→ INSTRUCTIONS FOR THE TASK
From the records below, rewrite the lines starting with the line containing "Someone flagged overcast" and going on through the line containing "[0,0,376,27]", requests included. Offset every box coordinate in the answers by 139 and return only those lines.

[BEGIN DATASET ROWS]

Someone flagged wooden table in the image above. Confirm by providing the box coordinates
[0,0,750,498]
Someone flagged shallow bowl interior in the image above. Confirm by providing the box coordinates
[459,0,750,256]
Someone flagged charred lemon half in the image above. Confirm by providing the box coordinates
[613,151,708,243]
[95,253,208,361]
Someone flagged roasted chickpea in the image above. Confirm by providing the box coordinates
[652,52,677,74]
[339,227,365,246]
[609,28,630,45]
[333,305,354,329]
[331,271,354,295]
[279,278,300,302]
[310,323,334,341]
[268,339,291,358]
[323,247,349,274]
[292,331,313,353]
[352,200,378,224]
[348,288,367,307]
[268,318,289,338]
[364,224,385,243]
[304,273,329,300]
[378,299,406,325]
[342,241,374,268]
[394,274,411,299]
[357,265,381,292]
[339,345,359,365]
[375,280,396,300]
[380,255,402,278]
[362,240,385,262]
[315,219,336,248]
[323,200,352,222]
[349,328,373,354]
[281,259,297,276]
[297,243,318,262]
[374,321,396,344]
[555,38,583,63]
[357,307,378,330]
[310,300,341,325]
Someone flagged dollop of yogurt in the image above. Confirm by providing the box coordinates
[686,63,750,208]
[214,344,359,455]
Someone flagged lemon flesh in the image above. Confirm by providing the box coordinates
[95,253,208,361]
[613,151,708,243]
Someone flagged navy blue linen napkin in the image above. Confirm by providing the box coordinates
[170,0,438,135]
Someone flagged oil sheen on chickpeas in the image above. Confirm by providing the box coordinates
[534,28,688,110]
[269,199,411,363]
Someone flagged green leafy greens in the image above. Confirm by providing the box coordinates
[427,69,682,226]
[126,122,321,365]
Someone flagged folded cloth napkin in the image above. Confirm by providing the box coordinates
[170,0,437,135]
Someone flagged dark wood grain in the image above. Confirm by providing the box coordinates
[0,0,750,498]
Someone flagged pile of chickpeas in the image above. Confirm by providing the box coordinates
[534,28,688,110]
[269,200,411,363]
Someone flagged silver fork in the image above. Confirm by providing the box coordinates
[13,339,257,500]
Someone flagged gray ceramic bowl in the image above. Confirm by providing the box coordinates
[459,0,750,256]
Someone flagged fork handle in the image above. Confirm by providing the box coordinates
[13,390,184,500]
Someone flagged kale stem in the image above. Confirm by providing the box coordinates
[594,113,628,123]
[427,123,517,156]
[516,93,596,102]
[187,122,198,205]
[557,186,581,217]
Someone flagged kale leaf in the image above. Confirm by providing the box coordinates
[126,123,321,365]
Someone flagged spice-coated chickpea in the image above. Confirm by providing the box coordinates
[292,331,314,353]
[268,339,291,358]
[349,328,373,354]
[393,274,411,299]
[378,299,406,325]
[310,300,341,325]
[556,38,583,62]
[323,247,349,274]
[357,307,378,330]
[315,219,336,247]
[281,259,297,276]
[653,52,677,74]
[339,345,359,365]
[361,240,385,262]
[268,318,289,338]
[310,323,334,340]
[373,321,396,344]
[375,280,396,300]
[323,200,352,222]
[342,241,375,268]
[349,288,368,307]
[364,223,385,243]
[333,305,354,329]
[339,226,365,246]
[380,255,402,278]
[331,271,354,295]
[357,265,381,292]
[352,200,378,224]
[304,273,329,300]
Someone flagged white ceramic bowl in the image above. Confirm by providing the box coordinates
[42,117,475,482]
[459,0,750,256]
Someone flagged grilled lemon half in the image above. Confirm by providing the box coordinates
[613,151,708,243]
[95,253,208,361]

[END DATASET ROWS]
[BEGIN DATASET ROWS]

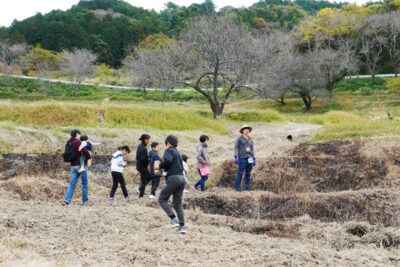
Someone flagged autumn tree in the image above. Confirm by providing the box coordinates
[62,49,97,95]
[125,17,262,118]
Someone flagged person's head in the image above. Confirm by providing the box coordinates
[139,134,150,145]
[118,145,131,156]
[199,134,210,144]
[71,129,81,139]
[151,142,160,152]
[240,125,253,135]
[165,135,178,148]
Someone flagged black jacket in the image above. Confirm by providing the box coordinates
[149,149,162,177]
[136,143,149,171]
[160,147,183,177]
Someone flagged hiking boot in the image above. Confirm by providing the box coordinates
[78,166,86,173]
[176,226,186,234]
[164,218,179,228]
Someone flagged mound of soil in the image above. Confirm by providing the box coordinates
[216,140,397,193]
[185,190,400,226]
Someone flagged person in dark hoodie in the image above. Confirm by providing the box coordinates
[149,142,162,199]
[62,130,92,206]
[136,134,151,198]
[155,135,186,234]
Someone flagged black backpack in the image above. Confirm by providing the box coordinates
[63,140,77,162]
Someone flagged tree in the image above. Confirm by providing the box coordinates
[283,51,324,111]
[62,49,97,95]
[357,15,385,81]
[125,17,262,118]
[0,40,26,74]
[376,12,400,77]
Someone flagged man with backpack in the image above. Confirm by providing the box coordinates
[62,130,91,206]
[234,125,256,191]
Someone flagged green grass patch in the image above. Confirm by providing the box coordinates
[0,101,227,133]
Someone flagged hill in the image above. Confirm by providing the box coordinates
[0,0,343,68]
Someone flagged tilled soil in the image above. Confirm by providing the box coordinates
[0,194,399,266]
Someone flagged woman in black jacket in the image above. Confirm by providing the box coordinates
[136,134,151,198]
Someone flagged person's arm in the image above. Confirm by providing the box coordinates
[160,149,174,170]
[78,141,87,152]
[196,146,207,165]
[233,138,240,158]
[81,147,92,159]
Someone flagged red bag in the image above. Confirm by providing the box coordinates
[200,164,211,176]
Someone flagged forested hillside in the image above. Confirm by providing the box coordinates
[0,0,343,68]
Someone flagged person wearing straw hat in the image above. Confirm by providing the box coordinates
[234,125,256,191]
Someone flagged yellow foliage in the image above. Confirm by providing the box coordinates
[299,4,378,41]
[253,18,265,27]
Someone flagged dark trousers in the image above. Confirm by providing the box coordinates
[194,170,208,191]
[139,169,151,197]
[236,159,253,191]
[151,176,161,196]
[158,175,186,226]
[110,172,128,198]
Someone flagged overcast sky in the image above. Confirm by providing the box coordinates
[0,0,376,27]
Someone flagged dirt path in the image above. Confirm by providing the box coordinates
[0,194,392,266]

[END DATASET ROWS]
[BEGIN DATASET ROWS]

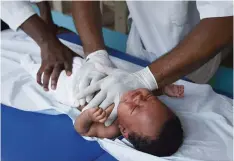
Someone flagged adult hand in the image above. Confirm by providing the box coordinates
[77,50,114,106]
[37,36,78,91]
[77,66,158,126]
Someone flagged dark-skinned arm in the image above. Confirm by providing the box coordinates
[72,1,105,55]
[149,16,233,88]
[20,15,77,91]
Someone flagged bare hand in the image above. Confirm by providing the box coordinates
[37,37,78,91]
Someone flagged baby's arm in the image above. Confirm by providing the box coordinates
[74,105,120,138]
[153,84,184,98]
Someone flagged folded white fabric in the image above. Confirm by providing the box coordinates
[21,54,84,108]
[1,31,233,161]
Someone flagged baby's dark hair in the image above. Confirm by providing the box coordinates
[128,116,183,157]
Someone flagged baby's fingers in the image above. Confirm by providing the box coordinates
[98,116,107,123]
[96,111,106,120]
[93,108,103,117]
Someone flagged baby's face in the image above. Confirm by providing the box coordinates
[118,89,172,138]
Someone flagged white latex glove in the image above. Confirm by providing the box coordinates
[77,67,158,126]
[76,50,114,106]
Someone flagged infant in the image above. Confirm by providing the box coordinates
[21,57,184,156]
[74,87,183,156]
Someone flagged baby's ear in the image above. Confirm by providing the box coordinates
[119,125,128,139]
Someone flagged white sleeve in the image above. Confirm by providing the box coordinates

[END DATASET ROWS]

→ EXERCISE ANSWER
Someone flagged overcast sky in the image above. Confirm by providing the box coordinates
[139,139,515,166]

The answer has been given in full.